Task to carry out →
All lines holding the word "small" in the listing below need to be copied.

Supplied information →
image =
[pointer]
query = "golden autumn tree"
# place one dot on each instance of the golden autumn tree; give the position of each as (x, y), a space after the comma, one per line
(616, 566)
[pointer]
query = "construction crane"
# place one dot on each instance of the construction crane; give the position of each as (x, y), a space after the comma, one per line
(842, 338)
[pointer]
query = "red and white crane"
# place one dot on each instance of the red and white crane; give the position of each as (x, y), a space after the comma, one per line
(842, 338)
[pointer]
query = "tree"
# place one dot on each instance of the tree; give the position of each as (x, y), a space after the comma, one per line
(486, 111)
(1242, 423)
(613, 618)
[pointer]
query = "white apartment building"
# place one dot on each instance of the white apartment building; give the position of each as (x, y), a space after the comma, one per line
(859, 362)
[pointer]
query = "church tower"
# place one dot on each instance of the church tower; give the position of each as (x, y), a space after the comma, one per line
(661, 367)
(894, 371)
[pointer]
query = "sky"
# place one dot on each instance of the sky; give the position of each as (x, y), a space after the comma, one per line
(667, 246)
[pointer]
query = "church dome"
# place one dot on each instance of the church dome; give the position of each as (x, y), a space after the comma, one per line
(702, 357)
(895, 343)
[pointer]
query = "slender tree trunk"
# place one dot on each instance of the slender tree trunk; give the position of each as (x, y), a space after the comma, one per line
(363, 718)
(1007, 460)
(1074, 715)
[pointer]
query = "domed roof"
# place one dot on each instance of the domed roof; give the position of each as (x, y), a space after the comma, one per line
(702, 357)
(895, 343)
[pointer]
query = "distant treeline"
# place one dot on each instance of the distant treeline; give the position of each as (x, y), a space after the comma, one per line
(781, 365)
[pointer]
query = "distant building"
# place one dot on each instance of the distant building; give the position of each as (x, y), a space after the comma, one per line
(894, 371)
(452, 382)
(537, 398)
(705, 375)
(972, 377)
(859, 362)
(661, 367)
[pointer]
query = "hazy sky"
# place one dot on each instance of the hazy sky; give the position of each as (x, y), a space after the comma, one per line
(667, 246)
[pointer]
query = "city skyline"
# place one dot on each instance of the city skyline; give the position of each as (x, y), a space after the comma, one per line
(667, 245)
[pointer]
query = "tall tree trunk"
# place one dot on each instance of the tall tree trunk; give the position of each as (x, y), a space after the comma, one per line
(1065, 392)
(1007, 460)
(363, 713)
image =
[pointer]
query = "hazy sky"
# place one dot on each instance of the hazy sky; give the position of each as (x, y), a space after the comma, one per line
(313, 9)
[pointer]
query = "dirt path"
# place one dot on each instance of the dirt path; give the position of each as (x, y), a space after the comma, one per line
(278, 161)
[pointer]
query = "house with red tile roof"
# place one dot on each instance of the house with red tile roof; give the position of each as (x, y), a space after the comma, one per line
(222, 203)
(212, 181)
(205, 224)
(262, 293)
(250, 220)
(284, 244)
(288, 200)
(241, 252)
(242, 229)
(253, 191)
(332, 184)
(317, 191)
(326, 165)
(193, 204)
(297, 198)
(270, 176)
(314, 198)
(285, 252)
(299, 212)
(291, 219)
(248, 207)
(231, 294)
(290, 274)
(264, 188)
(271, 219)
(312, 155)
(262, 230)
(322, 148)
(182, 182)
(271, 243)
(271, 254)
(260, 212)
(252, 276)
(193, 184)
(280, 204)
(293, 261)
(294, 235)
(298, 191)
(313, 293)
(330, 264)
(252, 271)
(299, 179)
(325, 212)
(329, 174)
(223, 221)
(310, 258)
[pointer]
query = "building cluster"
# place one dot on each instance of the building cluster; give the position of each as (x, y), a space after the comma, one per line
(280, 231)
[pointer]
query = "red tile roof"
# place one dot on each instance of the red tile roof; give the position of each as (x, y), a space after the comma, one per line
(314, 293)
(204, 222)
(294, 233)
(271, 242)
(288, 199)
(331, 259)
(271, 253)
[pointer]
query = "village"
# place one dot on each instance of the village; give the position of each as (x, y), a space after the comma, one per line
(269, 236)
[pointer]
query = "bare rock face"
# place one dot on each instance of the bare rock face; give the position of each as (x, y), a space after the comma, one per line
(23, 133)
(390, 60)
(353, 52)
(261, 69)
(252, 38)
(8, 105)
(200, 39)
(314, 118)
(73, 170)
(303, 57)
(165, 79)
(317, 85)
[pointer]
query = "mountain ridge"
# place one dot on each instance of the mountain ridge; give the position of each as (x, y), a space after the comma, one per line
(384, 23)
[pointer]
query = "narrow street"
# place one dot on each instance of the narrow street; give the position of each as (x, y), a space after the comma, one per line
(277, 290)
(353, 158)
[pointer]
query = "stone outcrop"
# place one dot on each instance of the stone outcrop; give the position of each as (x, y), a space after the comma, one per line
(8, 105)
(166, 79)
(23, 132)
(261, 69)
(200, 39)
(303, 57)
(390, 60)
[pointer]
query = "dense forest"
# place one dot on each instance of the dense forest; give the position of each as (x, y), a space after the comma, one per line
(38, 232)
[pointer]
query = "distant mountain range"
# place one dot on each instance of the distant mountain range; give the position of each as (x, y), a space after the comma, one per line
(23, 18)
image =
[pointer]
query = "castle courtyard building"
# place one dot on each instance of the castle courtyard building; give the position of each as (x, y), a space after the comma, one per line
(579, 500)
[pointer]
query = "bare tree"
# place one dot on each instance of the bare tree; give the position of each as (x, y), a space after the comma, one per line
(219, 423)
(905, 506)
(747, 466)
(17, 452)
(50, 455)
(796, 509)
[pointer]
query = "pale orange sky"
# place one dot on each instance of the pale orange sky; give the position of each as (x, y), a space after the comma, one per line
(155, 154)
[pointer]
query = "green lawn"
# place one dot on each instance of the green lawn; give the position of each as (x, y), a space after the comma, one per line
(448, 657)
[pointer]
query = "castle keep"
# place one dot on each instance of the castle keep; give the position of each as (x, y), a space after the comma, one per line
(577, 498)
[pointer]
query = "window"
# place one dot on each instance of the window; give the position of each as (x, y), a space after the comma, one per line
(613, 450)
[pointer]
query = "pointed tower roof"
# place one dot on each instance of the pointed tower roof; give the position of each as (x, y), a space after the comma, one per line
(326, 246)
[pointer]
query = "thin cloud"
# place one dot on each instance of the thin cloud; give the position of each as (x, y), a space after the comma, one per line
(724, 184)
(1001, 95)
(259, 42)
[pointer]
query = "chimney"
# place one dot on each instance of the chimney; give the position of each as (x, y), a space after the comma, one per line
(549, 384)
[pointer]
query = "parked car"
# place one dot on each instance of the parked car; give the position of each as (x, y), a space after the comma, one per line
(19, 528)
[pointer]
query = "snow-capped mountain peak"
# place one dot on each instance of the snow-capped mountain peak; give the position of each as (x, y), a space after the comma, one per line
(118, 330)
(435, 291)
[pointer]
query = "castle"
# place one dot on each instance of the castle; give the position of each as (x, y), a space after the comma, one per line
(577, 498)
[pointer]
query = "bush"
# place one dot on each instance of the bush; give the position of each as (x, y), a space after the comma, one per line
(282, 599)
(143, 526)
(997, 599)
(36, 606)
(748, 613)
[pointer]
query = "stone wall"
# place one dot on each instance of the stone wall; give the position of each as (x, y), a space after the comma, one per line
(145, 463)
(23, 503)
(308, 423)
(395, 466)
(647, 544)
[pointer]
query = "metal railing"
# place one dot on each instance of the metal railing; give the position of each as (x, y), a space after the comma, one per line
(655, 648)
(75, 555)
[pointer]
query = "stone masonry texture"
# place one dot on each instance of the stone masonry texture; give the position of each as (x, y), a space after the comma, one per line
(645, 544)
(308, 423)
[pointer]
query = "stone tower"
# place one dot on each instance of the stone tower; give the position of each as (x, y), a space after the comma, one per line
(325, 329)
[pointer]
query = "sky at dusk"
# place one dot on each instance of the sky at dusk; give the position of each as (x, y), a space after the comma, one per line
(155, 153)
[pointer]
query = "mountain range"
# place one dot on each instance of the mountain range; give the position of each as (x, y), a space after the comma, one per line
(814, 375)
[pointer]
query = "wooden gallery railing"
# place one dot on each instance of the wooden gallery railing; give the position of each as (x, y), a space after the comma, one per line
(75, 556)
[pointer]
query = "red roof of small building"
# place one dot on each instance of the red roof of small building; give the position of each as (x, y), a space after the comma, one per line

Worked solution →
query = "red roof of small building"
# place one dot on each instance of the red roof of small building; give the position of each as (x, y), a space after the comma, one per line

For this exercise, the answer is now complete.